━━ Excerpted records

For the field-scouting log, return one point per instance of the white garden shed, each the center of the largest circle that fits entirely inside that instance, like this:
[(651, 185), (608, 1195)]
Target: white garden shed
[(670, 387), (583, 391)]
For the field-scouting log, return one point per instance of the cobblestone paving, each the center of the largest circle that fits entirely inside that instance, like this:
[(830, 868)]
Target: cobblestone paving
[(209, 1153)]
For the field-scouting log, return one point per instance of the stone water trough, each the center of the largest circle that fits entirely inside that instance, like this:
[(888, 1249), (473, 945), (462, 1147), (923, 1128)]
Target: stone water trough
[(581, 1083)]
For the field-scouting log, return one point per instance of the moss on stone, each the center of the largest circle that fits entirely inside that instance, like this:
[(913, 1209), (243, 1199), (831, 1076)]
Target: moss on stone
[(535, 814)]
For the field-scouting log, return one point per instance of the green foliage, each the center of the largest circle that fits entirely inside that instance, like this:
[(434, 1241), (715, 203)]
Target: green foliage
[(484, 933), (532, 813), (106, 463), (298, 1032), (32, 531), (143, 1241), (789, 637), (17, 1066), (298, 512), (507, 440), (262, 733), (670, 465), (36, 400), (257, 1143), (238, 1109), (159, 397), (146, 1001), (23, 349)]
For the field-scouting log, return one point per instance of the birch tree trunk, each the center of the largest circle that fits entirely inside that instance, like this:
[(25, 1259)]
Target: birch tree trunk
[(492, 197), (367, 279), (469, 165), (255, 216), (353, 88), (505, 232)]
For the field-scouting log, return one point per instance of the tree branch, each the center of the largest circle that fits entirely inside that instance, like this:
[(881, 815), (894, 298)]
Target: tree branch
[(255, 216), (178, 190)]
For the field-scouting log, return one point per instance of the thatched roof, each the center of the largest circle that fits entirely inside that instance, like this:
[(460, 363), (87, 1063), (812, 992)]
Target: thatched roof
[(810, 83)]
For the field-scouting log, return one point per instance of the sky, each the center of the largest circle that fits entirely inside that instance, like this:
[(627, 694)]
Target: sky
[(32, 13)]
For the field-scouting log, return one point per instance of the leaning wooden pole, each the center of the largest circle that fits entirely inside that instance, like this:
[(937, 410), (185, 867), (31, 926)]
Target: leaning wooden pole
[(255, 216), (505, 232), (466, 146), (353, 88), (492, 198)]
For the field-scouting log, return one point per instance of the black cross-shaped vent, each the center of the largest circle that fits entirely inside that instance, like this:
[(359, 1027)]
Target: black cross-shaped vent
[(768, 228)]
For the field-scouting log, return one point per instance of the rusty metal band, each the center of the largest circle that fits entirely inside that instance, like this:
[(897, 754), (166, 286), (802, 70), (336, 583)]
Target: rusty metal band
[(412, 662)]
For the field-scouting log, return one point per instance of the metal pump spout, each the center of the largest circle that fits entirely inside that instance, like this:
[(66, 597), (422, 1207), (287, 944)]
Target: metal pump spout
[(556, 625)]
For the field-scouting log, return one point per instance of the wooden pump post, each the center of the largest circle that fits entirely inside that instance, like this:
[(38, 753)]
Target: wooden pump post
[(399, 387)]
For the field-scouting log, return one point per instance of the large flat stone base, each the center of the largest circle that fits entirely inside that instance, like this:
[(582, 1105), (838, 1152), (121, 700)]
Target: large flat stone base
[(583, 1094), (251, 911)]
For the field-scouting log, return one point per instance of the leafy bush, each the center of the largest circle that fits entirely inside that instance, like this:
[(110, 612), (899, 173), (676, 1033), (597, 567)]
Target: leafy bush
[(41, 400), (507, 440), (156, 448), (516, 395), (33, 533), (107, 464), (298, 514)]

━━━━

- Work to complete: Copy out every one of the records above, word for word and point for point, with nothing changed.

- Result below:
For the field-scouting log, return one point per instance of the white garden shed, each the center of the largest circle that fits entirely inside that instance, like this:
[(651, 185), (608, 1195)]
Target: white garden shed
[(670, 387), (583, 391)]
For the field-scouting log, return one point per instance of the cobblestone paving, each the center of the largest circle that fits entirely inside that instance, like this:
[(830, 868)]
Target: cobblestone paving
[(209, 1153)]
For the field-scouting log, return one point per instance of the stone water trough, each the center of the largest circle that fits entirely inside that instance, like this:
[(888, 1249), (473, 945), (462, 1147), (923, 1128)]
Target: stone water trough
[(581, 1083)]
For the field-scouting log, return one point per instance of the moss on stone, each the center of the largest circle that fits entirely inside that instance, like this:
[(913, 1209), (243, 1199), (831, 1076)]
Target: moss on stone
[(535, 814)]
For the field-scouting log, return one point per instance of the green foliage, each the center of the largest circle that fits entirely inside that instance, like this:
[(434, 1241), (715, 203)]
Target: green foliage
[(484, 933), (532, 813), (106, 463), (298, 1032), (32, 531), (143, 1241), (789, 637), (17, 1066), (298, 512), (507, 440), (262, 733), (670, 465), (36, 400), (257, 1143), (238, 1109), (159, 397), (146, 1001), (23, 349)]
For the field-scouting log, return one point per instance of the birch tree trunk, each the center of the largest circle that fits entirely inside that instance, like this:
[(25, 1259)]
Target: birch tree trunk
[(492, 197), (367, 279), (469, 165), (255, 216), (353, 88), (505, 232)]
For the field-scouting log, return one point per instance of the tree branch, each the center of the largest circle that fits entirely inside that instance, like this:
[(881, 815), (894, 298)]
Target: tree branch
[(255, 216), (178, 190)]
For the field-scouting log, return one point per instance of the thatched roof, each the center of the largest circle that fits entirely inside that instance, like this:
[(460, 363), (87, 1063), (812, 992)]
Target: thatched roof
[(810, 83)]
For the field-scouting log, return one point per instance of the sky, each the center of the largest circle that fits entirely inside that instance, like this:
[(627, 694)]
Target: sky
[(32, 13)]
For the field-scouting log, return one point per instance of the leaning wooden pole, each the center of the largest circle that fits entirely inside that instance, like this:
[(937, 410), (185, 867), (31, 926)]
Target: leaning wooden pole
[(255, 216), (505, 232), (466, 146), (353, 88), (492, 198)]
For the field-scouting log, return one point per instance of the black cross-shaped vent, each the center of the largest circle that fits entirely inside that instance, like this:
[(359, 1027)]
Target: black cross-shaped vent
[(768, 228)]
For the field-scouting log, return one point per instance of the rusty metal band, each the center of the largest circle that fits entirely inside that instance, like this:
[(897, 754), (166, 286), (802, 70), (336, 583)]
Target: rusty metal band
[(412, 662)]
For the field-scouting log, return one point per instance of the metal pump spout, each the center of the largest circle that fits entirely inside that instance, like this:
[(66, 597), (422, 1207), (287, 944)]
Target: metal pump spout
[(556, 625)]
For the field-scouting log, return one point per instance of the wooden pump post, each the center of the largest circle that fits entirely inside that instance, like this:
[(38, 753)]
Target: wooden pump post
[(399, 387)]
For the field-scouting log, return one point per instance of the large flat stone base, each the center of the largest circle that fits entirely inside that instance, like this:
[(582, 1105), (838, 1152), (121, 700)]
Target: large flat stone base
[(583, 1094), (251, 911)]
For the field-scouting log, return one point per instance of the leafy bush, each the center of the largest circle that fits entirely inside that instance, like this:
[(110, 612), (899, 173), (676, 1033), (597, 567)]
Target: leafy bush
[(41, 400), (507, 440), (156, 448), (516, 395), (33, 533), (107, 464), (298, 514)]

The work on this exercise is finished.